BEGIN DATA UNDER STUDY

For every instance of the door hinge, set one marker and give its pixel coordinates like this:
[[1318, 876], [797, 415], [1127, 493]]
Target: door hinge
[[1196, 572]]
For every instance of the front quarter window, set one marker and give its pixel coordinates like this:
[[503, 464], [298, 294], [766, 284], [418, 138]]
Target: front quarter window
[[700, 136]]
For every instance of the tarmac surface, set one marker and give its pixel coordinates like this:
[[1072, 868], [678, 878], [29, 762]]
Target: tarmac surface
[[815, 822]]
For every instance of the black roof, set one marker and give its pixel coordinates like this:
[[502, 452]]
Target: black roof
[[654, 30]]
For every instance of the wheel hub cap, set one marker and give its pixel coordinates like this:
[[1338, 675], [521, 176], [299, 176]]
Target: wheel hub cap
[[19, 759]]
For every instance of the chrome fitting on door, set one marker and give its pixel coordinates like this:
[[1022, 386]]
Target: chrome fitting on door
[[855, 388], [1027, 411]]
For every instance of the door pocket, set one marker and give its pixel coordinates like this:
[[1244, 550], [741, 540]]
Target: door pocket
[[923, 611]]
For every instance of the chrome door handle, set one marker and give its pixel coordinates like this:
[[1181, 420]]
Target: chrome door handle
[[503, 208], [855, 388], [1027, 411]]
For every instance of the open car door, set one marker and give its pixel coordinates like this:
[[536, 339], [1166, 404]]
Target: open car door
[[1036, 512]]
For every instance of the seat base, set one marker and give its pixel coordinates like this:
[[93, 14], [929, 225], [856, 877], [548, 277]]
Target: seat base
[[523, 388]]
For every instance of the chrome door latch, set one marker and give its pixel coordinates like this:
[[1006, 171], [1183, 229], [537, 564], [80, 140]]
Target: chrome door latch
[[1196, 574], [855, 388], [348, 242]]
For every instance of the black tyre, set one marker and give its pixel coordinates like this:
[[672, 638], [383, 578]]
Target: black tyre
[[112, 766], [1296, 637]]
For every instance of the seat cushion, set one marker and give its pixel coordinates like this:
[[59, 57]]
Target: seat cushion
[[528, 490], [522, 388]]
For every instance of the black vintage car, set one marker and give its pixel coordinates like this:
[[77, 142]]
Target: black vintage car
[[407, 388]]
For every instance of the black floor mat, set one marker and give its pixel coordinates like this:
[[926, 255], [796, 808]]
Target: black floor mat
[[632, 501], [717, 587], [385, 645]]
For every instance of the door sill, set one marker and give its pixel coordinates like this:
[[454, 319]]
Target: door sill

END DATA UNDER STUDY

WHAT YOU NEED TO DO: Whenever a line above includes the string "sill", copy it.

ANSWER BOX:
For every instance of the door sill, set one marker and give its pixel coordinates like this:
Target: door sill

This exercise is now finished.